(Beginning of Data shown)

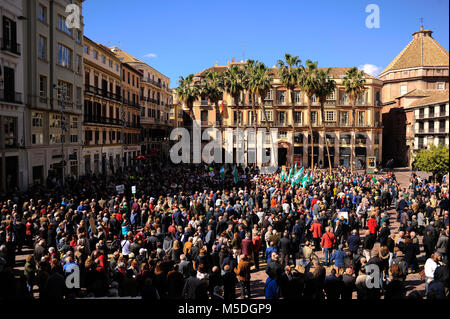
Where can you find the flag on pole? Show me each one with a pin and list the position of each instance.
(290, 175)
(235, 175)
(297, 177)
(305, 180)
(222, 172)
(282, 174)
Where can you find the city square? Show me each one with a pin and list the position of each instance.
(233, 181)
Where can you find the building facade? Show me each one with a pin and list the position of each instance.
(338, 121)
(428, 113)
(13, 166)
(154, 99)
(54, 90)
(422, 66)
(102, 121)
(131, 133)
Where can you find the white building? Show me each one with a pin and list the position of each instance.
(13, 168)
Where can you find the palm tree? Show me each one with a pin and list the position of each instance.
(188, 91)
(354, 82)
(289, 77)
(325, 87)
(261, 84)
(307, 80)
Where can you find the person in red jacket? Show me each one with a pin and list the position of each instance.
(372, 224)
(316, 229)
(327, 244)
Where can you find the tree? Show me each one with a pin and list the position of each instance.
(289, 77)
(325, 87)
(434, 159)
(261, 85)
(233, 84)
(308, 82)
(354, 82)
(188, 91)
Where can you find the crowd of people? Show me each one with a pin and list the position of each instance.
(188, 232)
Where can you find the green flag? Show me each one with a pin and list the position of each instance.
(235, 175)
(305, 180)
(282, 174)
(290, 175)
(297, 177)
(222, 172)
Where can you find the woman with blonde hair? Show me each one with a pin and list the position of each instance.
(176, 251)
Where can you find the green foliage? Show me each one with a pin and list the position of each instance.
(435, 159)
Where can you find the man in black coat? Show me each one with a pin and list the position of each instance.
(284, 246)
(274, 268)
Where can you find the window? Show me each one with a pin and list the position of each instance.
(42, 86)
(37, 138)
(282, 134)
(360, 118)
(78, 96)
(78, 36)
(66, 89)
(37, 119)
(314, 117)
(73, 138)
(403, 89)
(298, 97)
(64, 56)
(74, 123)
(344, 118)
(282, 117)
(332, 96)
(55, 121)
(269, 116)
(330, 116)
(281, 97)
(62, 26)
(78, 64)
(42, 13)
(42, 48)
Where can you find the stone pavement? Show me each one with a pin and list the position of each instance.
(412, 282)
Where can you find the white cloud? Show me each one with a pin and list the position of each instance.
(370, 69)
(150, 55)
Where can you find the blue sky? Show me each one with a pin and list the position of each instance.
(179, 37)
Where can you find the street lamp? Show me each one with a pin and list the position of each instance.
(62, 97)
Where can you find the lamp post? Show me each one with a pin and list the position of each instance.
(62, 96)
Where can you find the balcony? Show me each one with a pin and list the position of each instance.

(End of Data shown)

[What the task requires] Copy every line of the records exactly as it is written, but not the pictures.

[Exercise result]
Where can you find the flag on pole? Show me each one with a pin and list the position of each instance.
(290, 175)
(235, 175)
(297, 177)
(305, 180)
(222, 172)
(282, 174)
Where can you find the city square? Show me each one with a pin and list the position of each instance.
(233, 181)
Where can you find the building facade? Show me each one with a pin and list the position of each instance.
(338, 121)
(428, 113)
(13, 166)
(154, 99)
(54, 90)
(422, 66)
(102, 121)
(131, 133)
Where can you find the white building? Show me each one with a pin and list the position of each instance.
(13, 168)
Where can you find the palm tree? Show me each one with a pin and list the position of each instance.
(188, 91)
(354, 82)
(289, 77)
(325, 87)
(261, 84)
(307, 80)
Where can you find the person in red jacket? Show me each one with a pin and list the position of each instance.
(372, 224)
(316, 229)
(327, 244)
Where can you find the tree? Show me each one with a pin and list the position of each instance.
(289, 77)
(325, 87)
(434, 159)
(261, 85)
(233, 84)
(308, 82)
(354, 82)
(188, 91)
Where can you find the crowd of people? Show me each one with a pin and list the position of each instance.
(188, 232)
Where can you find the green flag? Show me each one with a pin and list the position of each instance.
(235, 175)
(305, 180)
(282, 174)
(290, 175)
(297, 177)
(222, 172)
Where can you find the woman with blonde hair? Show me each one with a pin and list the position of each instance.
(176, 251)
Where can you find the green foliage? Show me each one with a pin and list the position of each instance.
(435, 159)
Where can you find the man in black coat? Show me each one with a pin and list the position of each instance.
(284, 246)
(274, 268)
Where can you find the window? Show me each one with a pin and list the position of each instance.
(42, 86)
(37, 138)
(282, 134)
(360, 118)
(78, 96)
(78, 36)
(66, 89)
(37, 119)
(314, 117)
(73, 138)
(403, 89)
(298, 97)
(64, 56)
(74, 123)
(344, 118)
(282, 117)
(332, 96)
(55, 121)
(269, 116)
(330, 116)
(281, 97)
(62, 26)
(78, 64)
(42, 13)
(42, 48)
Where can you find the stone pavement? Show me each one with a pin and list the position of each instance.
(412, 282)
Where can you find the white cloud? Show me each one with a pin and list the position of each instance.
(370, 69)
(150, 55)
Where can you find the blue sky? Show me each one with a pin and list the position of each instance.
(179, 37)
Where can you find the street lamp? Show me each one with a pin and list the position of each instance.
(62, 97)
Where can you find the lamp post? Show me each one with a pin and list the position of each instance.
(62, 96)
Where can you find the balcony? Show me each one with a pin and list the position of each instance.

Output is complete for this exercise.